**** Document passage ****

Writing A Gibbs Sampler as An R Function

gibbs_normal <- function(input, S, seed){
  set.seed(seed)
  ybar <- mean(input$y)
  n <- length(input$y)
  para <- matrix(0, S, 2)
  phi <- input$phi_init
  for(s in 1:S){
    theta1 <- (input$theta/input$tau^2 + n*phi*ybar)/
    (1/input$tau^2 + n*phi)
    tau1 <- sqrt(1/(1/input$tau^2 + n*phi))
    mu <- rnorm(1, mean = theta1, sd = tau1)
    alpha1 <- input$alpha + n/2
    beta1 <- input$beta + sum((input$y - mu)^2)/2 
    phi <- rgamma(1, shape = alpha1, rate = beta1)
    para[s, ] <- c(mu, phi)
  }
  para 
}

Discussion question

What are the inputs and outputs of this gibbs_normal() function? Can you see how the two full conditional posterior distributions get translated into lines of R code? Anything surprises you?

Features of Gibbs Samplers

Discussion question

Given our experience with the Gibbs sampler for the two-parameter normal model, what do you think are necessary to create a Gibbs sampler for sampling the posterior distribution? Do you expect to use a Gibbs sampler for any model and prior choices?

**** Record excerpts ****

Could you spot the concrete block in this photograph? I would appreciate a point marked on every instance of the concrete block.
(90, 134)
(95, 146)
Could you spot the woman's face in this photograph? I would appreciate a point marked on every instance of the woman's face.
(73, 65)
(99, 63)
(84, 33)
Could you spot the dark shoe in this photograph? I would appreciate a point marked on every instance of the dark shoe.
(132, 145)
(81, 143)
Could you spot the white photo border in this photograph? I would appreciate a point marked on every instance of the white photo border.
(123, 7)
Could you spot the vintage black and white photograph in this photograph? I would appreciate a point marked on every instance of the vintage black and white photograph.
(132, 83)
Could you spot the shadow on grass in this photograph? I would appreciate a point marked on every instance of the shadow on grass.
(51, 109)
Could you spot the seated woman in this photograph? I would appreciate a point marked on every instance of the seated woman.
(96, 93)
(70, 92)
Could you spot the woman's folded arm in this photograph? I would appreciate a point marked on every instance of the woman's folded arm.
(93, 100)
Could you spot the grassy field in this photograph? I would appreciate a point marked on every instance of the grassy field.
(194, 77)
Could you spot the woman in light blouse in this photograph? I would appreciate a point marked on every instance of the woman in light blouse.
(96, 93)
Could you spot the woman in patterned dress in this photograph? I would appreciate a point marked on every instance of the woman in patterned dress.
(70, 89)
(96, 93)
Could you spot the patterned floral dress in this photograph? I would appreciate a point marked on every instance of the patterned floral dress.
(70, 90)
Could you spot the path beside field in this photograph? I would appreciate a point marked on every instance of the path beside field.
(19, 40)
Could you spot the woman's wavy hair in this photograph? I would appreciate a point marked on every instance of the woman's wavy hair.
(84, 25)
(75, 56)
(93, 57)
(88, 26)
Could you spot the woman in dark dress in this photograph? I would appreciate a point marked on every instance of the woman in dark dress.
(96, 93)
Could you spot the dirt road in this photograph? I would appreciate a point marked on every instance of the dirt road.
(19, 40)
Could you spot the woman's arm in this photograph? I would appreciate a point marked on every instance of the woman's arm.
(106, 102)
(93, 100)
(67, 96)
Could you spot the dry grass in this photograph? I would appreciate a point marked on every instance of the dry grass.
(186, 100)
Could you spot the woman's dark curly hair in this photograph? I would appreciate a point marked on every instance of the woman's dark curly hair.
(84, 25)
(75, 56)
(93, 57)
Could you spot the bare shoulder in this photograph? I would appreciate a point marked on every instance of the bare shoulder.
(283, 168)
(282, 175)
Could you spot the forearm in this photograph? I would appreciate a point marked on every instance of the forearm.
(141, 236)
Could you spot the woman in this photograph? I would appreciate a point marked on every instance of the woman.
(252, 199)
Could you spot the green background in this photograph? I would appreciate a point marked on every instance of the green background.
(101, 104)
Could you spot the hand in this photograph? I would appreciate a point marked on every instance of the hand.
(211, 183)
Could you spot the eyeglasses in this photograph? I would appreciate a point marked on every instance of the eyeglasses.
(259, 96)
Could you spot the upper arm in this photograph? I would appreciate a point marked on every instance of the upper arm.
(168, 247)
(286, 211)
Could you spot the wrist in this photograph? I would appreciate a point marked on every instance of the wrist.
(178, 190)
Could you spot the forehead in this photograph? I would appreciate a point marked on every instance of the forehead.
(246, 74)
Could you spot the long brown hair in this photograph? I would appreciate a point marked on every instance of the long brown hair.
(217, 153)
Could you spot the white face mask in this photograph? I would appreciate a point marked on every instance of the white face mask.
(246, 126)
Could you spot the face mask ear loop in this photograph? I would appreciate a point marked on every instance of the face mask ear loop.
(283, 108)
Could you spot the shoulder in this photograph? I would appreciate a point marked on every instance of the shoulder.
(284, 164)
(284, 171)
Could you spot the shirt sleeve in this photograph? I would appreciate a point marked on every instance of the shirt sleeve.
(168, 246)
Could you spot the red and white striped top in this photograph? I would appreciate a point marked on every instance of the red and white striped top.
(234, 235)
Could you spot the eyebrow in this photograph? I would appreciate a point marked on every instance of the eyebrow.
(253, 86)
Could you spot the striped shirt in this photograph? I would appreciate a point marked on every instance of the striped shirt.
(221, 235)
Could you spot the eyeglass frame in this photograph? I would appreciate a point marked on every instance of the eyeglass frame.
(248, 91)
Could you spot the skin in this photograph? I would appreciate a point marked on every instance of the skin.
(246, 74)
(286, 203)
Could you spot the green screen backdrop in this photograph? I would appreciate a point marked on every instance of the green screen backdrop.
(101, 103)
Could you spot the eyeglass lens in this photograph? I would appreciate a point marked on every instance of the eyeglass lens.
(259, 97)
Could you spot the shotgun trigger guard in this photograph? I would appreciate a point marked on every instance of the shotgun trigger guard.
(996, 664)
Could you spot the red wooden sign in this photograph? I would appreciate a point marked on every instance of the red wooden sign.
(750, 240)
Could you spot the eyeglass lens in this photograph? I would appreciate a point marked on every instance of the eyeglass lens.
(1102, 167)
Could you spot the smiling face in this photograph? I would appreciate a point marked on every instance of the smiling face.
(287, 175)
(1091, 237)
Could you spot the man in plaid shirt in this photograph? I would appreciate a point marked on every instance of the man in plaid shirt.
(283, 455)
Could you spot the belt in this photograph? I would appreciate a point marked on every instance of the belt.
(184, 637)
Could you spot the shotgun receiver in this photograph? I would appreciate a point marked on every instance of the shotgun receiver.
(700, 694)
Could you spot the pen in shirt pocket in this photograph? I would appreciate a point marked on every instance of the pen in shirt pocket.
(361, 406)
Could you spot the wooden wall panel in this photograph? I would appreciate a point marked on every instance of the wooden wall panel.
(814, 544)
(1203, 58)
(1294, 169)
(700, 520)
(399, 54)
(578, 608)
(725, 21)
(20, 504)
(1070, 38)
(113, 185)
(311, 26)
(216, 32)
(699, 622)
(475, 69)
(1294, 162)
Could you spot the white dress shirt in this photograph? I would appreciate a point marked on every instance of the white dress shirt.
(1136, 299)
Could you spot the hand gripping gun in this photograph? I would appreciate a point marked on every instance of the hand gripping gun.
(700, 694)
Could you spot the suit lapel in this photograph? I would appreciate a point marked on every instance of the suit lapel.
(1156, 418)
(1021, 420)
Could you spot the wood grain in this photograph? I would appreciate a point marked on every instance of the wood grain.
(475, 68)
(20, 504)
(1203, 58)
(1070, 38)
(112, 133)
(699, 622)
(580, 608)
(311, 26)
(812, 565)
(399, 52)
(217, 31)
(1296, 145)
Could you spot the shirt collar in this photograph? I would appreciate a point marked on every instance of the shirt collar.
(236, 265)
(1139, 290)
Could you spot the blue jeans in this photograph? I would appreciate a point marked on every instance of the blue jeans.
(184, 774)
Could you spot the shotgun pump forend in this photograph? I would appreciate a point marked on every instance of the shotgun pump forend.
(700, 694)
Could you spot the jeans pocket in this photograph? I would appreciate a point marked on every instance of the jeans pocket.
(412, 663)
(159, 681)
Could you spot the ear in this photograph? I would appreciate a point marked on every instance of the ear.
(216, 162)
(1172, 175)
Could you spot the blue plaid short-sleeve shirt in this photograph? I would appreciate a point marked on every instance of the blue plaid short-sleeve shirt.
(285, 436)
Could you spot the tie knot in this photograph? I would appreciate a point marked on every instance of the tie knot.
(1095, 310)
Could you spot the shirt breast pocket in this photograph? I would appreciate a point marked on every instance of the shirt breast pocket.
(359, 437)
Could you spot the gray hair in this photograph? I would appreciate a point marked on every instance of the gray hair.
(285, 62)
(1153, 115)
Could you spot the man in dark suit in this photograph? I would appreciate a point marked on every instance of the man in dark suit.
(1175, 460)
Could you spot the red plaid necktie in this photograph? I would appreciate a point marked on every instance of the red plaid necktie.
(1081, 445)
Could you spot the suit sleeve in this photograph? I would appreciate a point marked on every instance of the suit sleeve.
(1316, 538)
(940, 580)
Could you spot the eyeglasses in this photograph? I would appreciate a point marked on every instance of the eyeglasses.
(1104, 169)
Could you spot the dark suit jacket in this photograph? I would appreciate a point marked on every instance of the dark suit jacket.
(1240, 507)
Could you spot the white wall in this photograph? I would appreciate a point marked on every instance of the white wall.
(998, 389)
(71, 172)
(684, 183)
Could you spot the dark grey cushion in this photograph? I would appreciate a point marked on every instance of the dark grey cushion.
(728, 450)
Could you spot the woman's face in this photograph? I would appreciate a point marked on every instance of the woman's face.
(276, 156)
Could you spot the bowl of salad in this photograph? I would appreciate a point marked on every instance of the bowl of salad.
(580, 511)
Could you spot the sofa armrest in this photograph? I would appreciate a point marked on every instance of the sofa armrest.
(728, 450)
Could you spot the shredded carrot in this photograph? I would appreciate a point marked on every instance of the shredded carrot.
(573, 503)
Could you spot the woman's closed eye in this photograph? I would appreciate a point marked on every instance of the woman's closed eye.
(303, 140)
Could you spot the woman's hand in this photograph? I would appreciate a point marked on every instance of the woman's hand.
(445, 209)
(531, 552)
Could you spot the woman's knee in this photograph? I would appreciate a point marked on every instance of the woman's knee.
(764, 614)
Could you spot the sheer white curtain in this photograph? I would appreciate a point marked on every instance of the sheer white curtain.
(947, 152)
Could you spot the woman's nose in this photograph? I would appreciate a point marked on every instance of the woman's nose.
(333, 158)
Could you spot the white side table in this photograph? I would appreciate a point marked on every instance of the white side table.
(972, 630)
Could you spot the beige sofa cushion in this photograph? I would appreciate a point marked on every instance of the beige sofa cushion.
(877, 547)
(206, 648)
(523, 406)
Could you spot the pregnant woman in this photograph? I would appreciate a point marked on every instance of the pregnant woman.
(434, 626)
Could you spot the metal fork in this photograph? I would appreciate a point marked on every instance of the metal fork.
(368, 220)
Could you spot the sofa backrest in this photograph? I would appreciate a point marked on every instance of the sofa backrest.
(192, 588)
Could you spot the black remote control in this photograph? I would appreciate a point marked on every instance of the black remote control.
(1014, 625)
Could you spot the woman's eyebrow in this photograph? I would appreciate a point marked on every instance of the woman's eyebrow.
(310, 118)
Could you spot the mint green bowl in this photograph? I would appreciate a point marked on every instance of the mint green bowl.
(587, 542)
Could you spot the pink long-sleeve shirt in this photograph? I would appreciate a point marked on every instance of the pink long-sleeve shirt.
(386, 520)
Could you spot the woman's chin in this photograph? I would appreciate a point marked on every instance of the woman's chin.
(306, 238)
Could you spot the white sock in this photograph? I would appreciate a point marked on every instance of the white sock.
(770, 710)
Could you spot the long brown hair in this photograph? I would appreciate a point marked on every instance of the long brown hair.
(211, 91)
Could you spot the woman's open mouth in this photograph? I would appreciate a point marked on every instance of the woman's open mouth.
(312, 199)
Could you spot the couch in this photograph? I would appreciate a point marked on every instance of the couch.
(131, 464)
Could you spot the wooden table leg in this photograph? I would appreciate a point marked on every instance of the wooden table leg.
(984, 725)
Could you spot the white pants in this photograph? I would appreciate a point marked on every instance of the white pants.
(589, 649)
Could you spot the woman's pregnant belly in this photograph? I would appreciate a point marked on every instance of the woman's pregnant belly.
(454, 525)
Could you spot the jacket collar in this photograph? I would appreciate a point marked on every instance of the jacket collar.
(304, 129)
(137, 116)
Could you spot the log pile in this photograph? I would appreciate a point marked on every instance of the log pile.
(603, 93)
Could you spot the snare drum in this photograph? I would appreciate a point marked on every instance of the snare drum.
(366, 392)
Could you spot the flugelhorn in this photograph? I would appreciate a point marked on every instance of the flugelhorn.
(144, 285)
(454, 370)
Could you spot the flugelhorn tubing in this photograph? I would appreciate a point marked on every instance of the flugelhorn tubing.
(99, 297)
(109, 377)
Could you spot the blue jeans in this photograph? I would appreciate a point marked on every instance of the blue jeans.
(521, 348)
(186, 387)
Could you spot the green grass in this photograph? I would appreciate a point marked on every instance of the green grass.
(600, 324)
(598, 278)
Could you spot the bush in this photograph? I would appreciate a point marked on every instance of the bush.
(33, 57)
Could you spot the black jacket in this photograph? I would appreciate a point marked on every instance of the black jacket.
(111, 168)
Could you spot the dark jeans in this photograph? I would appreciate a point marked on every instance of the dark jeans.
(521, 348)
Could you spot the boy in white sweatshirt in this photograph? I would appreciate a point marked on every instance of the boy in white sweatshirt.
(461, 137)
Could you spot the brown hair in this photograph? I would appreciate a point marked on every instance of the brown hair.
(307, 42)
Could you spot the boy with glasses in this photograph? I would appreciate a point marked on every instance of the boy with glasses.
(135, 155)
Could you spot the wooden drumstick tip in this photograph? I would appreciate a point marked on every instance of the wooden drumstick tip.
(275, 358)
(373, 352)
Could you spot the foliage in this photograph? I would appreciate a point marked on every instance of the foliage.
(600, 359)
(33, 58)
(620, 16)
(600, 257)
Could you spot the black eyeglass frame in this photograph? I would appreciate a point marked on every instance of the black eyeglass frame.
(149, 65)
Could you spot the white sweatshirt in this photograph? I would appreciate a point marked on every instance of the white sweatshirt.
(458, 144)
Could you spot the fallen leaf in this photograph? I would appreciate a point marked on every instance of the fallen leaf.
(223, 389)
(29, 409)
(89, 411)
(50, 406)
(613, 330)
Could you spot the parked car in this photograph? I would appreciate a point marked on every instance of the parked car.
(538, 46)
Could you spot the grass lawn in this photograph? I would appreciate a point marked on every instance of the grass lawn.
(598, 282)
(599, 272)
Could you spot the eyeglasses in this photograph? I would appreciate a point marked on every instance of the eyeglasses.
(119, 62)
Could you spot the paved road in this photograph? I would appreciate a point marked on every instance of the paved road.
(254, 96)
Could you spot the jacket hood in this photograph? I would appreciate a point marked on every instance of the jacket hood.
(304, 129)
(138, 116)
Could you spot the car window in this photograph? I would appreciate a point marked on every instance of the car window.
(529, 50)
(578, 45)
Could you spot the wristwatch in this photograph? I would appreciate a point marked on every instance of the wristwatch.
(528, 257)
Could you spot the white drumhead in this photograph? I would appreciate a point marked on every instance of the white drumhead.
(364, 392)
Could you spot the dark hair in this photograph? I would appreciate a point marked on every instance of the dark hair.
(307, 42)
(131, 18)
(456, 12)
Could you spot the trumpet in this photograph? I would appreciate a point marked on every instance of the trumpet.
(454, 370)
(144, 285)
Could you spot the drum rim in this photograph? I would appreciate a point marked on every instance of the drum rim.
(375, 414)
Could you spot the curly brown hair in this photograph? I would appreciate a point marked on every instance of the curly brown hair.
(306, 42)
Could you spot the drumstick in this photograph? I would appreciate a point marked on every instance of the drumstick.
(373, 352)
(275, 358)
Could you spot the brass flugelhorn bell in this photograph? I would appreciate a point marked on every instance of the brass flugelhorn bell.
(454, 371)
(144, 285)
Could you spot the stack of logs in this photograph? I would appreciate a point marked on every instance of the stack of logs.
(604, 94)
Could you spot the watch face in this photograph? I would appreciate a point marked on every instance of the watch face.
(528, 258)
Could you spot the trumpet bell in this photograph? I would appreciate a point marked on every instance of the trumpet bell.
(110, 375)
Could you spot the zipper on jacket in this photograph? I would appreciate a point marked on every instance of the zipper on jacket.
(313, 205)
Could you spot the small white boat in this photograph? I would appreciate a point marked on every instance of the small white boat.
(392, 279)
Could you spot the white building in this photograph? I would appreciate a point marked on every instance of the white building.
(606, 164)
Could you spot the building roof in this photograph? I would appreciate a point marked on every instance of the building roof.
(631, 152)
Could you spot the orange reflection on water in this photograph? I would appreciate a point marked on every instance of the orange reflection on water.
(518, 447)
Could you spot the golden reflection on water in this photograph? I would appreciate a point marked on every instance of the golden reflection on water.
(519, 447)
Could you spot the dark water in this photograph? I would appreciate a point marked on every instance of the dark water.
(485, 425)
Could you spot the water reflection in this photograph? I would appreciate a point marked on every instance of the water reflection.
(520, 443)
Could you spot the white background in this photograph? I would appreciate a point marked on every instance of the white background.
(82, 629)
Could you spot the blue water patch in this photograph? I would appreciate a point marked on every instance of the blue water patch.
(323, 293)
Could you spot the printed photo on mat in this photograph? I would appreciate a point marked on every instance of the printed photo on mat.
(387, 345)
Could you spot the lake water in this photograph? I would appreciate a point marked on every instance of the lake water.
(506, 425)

****

• [Exercise tasks]:
• 1. In the Gibbs sampler passage, which R function is used to draw each new value of phi?
• 2. Resume the Gibbs sampler passage, picking up right after its final sentence.

• [Outputs in order]:
• 1. rgamma

• 2.
Extending to More Than Two Parameters

Exercise

Suppose the full conditional posterior distributions of \(\boldsymbol\theta = (\theta_1, \theta_2, \ldots, \theta_m)\) are all tractable (i.e., available through derivation). Describe how you can create a Gibbs sampler. Pay attention to the initial values and the iterative process of a Gibbs sampler.

Overview of Markov Chain Monte Carlo

Markov Chain Monte Carlo (MCMC)

  • MCMC has been a standard practice of sampling the posterior

  • The term MCMC

    • Markov chain: dependence, iterative
    • Monte Carlo: sampling, independence
  • There are several popular MCMC algorithms

    • Gibbs sampler is one example of MCMC algorithms
    • Later we will introduce other MCMC algorithms, including Metropolis, Metropolis-Hastings, and Hamiltonian Monte Carlo

Markov Chain Monte Carlo (MCMC)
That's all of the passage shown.